• **Task to carry out**: Please identify every line in the records below that contains the word "position", and copy each of those lines.

::: Exercise input

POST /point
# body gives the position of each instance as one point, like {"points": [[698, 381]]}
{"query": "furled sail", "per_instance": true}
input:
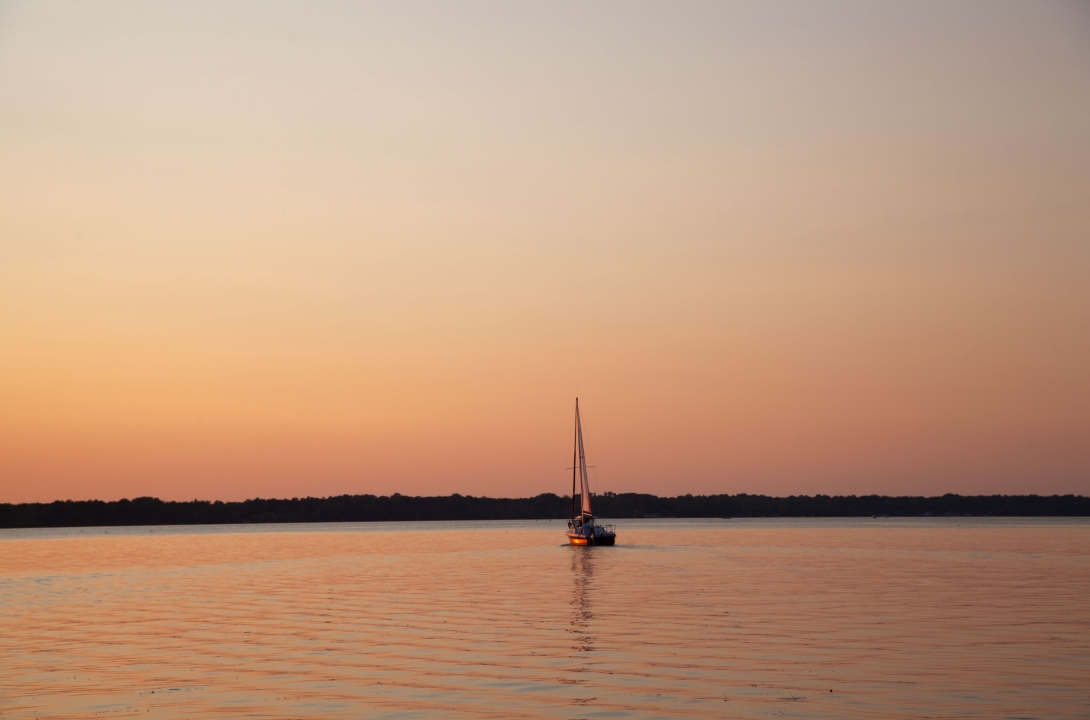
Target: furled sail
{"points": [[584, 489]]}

::::::
::: Exercise input

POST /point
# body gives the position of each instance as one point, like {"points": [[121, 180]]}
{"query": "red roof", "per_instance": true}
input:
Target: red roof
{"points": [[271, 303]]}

::::::

• **Answer to the exercise**:
# body gives the position of each instance as one point, like {"points": [[698, 381]]}
# body gives the position of each instance as one point, like {"points": [[121, 180]]}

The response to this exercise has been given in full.